◆ Stated goal
Quote each record exactly, please, leaving none out.

(Stored dataset items)
::::::::

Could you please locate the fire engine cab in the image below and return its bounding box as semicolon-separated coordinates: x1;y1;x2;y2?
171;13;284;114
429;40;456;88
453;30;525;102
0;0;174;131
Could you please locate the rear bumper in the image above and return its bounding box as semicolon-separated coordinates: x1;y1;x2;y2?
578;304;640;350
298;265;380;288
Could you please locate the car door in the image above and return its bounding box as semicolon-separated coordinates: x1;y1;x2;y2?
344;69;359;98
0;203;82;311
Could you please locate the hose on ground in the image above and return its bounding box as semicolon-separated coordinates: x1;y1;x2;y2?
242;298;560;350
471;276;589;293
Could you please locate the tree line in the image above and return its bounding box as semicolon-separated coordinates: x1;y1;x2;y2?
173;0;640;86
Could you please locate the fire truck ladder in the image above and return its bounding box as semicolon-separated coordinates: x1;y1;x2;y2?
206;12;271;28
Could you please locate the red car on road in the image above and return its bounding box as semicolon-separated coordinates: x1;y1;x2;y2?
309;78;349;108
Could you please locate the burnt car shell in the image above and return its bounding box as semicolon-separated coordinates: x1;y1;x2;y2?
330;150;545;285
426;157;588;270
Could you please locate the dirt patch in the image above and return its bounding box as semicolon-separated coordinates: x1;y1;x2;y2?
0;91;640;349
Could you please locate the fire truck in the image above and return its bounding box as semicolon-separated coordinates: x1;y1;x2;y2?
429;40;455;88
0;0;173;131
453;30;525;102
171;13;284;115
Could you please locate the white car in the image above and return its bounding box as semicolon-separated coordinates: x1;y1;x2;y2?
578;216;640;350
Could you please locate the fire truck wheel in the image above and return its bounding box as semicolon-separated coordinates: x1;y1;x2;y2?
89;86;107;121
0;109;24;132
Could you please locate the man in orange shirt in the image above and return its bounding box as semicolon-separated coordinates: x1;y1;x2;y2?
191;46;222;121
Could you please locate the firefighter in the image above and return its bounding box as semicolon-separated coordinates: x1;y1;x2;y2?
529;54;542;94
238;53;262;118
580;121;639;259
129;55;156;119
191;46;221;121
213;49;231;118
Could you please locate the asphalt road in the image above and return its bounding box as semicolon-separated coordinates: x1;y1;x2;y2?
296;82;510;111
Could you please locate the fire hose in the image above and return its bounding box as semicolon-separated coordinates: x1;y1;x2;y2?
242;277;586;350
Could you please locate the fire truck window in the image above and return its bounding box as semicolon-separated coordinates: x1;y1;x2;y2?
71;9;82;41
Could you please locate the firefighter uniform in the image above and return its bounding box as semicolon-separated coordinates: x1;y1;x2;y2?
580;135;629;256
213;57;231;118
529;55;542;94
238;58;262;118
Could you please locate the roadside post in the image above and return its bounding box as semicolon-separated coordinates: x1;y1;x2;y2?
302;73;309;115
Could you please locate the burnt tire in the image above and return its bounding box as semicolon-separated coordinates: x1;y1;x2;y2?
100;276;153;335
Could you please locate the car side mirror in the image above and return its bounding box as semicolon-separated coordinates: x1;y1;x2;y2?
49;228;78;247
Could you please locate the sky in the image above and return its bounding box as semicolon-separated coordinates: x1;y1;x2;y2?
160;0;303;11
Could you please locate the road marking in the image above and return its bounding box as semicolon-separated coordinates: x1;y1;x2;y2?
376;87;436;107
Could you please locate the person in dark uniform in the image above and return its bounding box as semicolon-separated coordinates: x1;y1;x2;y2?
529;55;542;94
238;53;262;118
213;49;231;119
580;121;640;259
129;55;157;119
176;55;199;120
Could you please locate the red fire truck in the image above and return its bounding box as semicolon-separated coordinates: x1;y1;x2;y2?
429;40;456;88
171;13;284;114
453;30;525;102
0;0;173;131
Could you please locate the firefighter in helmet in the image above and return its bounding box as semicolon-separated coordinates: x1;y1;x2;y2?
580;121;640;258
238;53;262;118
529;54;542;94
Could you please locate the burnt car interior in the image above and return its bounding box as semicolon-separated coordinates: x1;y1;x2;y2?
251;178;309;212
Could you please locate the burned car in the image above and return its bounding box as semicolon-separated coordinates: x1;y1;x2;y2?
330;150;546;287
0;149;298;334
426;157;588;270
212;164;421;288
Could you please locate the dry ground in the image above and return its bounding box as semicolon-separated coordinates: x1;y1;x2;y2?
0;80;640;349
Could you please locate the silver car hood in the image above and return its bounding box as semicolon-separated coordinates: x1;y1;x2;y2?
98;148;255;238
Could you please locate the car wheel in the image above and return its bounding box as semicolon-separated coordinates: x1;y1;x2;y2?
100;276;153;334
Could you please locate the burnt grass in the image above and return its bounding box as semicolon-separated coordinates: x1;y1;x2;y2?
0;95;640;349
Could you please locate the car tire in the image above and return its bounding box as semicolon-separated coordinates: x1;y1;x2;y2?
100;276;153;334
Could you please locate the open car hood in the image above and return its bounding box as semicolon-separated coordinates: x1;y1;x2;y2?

::::::::

◆ Solution for this exercise
Could you please locate the fire engine cab in the image below and return its bounding box as semicolon-separated coordinates: x1;y1;x2;y2?
171;13;284;114
429;40;456;88
453;30;525;102
0;0;174;131
Could you please locate the rear bumper in the image above and return its bounding box as semicolon-separated coordinates: x1;y1;x2;y2?
578;304;640;350
298;265;380;288
Could you please locate the car door in the image above and return its bounding box as semicolon-separated coordinates: x1;y1;x2;y2?
344;69;359;98
0;203;82;311
Could you please locate the hose on ground in the image above and return its bounding box as semicolon-separated coordinates: x1;y1;x2;y2?
242;298;560;350
471;276;589;293
Could you please locate the tree line in the image above and return its bounding box as semicolon-separated coordinates: x1;y1;x2;y2?
173;0;640;86
Could you please locate the fire truck ladder in the image above and return its bounding box as semicolon-separated coordinates: x1;y1;x2;y2?
206;12;271;28
Could you please locate the red car on road in the image above and return its bounding box as semicolon-separated coordinates: x1;y1;x2;y2?
309;78;349;108
Could you please locate the burnt car shell in the image above and return its bounding box as semicolon-separated coordinates: x1;y1;x2;y2?
330;150;545;285
426;157;588;270
Could you please locate the dirt patch in the image above and return its bounding box as semicolon-separated coordinates: x1;y1;x2;y2?
0;91;640;349
Could you please locate the fire truck in the image above and return its bounding box as semicolon-separated coordinates: x1;y1;x2;y2?
429;40;455;88
0;0;173;131
453;30;525;102
171;13;284;115
Could you please locate the white car in the image above and return its bounding box as semicolon-separated coordinates: x1;y1;x2;y2?
578;216;640;350
Could you please locate the fire truck wheel in the image above and return its bounding box as semicolon-separated coordinates: x1;y1;x2;y2?
89;86;107;121
0;109;24;132
Could you please locate the man in orange shirt in the image above and return its bounding box as semicolon-separated coordinates: x1;y1;x2;y2?
191;46;222;121
Could you please locate the firefighter in the image above and return its bounding box as semicolon-separated coordinates: x1;y1;x2;y2?
529;54;542;94
238;53;262;118
580;121;639;259
129;55;156;119
191;46;221;121
213;49;231;118
Could you please locate the asphalt road in the image above and return its bounding box as semicolon-separated coordinates: x1;y1;x2;y2?
296;82;510;111
Could you please locate the fire hose in the image above and return its bounding box as semicolon-separated coordinates: x1;y1;x2;y2?
242;277;586;350
Could you please locate the fire truck window in the image above and return its bounding box as semicolon-separated coordinates: x1;y1;x2;y2?
71;9;82;41
Could you please locate the firefighter uniform in the image above and return its bounding box as semicolon-separated coordinates: x1;y1;x2;y2?
580;135;629;256
213;57;231;118
529;55;542;94
238;58;262;118
Could you please locate the roadside post in the image above and return its bounding box as semicolon-separated coordinates: x1;y1;x2;y2?
302;73;309;115
Could you please locate the burnt tire in the image above and return its bounding box as semicolon-separated coordinates: x1;y1;x2;y2?
100;276;153;335
Could you please locate the car side mirror in the image above and return its bounding box as semicolon-separated coordinates: x1;y1;x2;y2?
49;228;78;247
Could you please locate the sky in the image above and return its bounding box as semicolon-separated coordinates: x1;y1;x2;y2?
160;0;303;11
Could you please locate the road marking in the image above and return its bounding box as semicolon-separated coordinates: x1;y1;x2;y2?
376;87;436;107
Could you please locate the person in dark uniform in the image above and return its bounding box as semicolon-separated coordinates: x1;y1;x2;y2?
529;55;542;94
238;53;262;118
213;49;231;119
580;121;640;259
129;55;157;119
176;55;199;120
Could you please locate the red fire truck in the image above and return its bounding box as semicolon-separated coordinates: x1;y1;x2;y2?
429;40;456;88
171;13;284;114
453;30;525;102
0;0;173;131
Could you please locate the firefighter in helmet in the image above and return its bounding box as semicolon-separated coordinates: x1;y1;x2;y2?
580;121;640;258
238;53;262;118
529;54;542;94
Could you please locate the burnt car interior in the image above and return its bounding box as semicolon-separated coordinates: x1;y1;x2;y2?
251;178;309;212
Could you please locate the burned car in the image above and return its bounding box as semicolon-separated coordinates: x1;y1;x2;y2?
330;150;546;287
0;149;298;334
426;157;588;270
212;164;421;288
Could you please locate the dry ground in the image above and return its bounding box as semicolon-separated coordinates: x1;y1;x2;y2?
0;80;640;349
Could you please locate the silver car hood in the image above and return its bounding box as semicolon-separated coordinates: x1;y1;x2;y2?
98;148;255;238
Could you please locate the car wheel in the image above and return its bounding box as semicolon-separated coordinates: x1;y1;x2;y2?
100;276;153;334
Could you please locate the burnt grass in the image above and return its bounding box as semicolon-separated coordinates: x1;y1;x2;y2?
0;95;640;349
Could you please locate the car tire in the image above and return its bounding box as semicolon-separated coordinates: x1;y1;x2;y2?
100;276;153;334
Could you please locate the open car hood in the image above and return its bounding box as semicolon-separated coordinates: x1;y1;x2;y2?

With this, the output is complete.